_Task instructions_: According to the post on leadership transition below, why does every leader in God's kingdom need to be confident in their identity as a child of God? Answer in one to three sentences.

We see how His example of confident yet humble leadership—servant leadership—prepares and makes the way for leadership transition. This is a follow up to a 2-part post on 8 Qualities of Servant Leadership—Part 1 / Part 2.

Some of these things I learned along the way in my own experiences with ministry transition but they became more clear when I stumbled upon them here in John 13. I’m sure more can be gleaned from Chapters 13 through 17 of John but this is a good start.

5 Ways of leadership transition—Jesus Style

Know the Way (verses 1, 3)

The Lord was confident in who He was as God’s Son. He knew where He came from and where He was going. He knew the way His disciples needed to go as leaders and He showed this by loving them to the very end in the fullest way.

Our confidence is not to be in ourselves nor our abilities, but in the Lord and who we are in Him. Every leader within God’s kingdom needs to be confident in their identity as a child of God. If we’re not, why should anyone put their confidence in our leadership?

Knowing the way is basic for us. The first step is to deny ourselves—our selfish nature—die to our self, and follow Jesus (Mt 16:24). It’s a way of faith guided by the Holy Spirit. The people we lead need to be confident that we know the way.

Walk the Way (verses 4-5)

By far, the most common and important element of true servant-leadership is being a living example. This is the picture we have of Jesus as He washes the disciples’ feet. Everything Jesus did was a model for all those who follow Him.

He showed them how to lead by how He walked through daily life—the way Jesus carried Himself in various situations and public settings, and how He interacted with people other than His followers.

We also see the impact of Jesus’ life example as a young man among leaders in the temple (Luke 2:46-47)—an essential element of His leadership even in His youth.

This example of walking the way was carried on by leaders such as Paul and Peter to those whom they led and mentored. This is central to God’s design for leadership.

Show the Way (verses 6-13)

Showing the way is simply an extension of walking the way but moves beyond example to help others see or know the way. How? By teaching and training in a relational and interactive manner.

_Entries provided_:
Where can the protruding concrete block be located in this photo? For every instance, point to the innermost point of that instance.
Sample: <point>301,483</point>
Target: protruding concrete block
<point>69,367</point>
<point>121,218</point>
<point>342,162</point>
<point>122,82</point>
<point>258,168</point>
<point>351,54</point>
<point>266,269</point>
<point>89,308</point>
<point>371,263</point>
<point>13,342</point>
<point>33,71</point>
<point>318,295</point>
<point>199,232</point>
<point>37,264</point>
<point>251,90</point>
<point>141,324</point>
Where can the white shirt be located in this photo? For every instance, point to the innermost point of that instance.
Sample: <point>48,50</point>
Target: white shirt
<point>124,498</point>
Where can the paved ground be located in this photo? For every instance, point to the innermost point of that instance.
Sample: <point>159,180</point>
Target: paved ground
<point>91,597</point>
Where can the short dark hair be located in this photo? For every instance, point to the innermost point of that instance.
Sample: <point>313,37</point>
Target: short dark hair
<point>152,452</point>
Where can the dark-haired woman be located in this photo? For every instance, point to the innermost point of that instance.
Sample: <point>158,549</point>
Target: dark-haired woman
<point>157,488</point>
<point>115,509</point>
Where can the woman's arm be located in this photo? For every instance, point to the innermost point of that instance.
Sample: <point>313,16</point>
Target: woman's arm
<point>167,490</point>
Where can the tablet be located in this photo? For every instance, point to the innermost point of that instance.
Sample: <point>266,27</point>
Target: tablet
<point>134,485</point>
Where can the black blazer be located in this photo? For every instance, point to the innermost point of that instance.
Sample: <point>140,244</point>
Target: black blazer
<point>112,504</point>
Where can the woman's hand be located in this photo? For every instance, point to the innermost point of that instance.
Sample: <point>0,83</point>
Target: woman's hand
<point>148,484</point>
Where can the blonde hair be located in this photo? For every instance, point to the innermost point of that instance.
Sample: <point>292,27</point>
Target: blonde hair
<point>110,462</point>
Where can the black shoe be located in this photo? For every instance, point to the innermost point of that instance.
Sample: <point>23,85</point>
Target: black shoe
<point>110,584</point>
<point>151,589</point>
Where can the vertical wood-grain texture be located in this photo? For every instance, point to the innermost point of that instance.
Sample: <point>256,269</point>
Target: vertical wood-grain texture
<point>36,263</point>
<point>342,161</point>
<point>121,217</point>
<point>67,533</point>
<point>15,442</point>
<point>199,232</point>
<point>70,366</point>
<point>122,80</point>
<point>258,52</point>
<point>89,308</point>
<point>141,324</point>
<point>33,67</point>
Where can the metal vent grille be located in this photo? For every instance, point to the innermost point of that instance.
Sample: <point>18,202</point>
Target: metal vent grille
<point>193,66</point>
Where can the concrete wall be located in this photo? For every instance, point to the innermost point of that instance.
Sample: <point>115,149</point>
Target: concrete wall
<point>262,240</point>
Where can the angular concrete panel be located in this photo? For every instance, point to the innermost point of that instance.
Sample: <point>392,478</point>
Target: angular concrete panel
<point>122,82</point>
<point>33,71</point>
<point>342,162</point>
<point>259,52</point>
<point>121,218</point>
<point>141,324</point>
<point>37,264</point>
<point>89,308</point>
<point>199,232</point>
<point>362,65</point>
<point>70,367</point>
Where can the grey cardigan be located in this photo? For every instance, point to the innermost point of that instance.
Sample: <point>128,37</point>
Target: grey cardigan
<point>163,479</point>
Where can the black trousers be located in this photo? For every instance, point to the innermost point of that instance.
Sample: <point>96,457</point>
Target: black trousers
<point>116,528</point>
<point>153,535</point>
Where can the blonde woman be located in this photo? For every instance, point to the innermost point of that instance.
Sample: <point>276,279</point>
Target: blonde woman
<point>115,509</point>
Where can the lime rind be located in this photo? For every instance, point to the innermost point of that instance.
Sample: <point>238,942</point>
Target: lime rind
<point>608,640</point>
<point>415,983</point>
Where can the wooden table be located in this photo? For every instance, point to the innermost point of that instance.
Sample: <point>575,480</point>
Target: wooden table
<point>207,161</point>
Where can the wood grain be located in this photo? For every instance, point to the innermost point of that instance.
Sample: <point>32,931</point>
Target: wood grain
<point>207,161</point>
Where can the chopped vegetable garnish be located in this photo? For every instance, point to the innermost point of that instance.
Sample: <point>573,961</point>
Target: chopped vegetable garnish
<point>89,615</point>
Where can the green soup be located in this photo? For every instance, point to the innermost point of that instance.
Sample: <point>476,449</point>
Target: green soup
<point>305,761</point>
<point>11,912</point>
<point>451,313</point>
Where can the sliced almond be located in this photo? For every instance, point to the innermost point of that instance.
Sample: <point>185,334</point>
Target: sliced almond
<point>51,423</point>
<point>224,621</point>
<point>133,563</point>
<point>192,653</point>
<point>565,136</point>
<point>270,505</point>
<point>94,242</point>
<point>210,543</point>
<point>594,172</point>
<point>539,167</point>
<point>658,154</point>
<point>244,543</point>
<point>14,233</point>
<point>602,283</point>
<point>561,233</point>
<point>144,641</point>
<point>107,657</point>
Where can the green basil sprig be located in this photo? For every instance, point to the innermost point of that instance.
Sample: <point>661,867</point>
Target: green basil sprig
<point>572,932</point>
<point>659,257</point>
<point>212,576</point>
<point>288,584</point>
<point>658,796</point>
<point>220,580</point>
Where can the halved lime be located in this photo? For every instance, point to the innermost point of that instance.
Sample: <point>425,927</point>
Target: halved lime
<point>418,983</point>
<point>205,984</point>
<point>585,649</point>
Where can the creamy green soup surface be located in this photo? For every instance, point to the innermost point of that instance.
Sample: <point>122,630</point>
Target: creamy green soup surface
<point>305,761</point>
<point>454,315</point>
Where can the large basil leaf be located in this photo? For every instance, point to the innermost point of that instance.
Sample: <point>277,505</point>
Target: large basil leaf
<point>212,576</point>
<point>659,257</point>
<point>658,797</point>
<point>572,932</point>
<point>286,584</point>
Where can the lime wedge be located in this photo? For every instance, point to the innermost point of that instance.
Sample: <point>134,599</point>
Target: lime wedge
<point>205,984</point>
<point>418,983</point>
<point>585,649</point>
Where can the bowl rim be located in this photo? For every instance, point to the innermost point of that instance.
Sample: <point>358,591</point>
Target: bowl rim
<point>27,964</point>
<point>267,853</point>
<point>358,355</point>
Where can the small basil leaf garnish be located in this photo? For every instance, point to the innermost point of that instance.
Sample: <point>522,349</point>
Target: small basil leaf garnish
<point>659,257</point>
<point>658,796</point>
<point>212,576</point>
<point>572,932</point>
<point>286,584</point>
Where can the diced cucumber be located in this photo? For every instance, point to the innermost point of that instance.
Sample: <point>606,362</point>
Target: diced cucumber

_Result_: A leader who is not confident in that identity gives others no reason to put their confidence in that leader's leadership. That confidence is meant to rest in the Lord and in who the leader is in Him, not in the leader or the leader's abilities.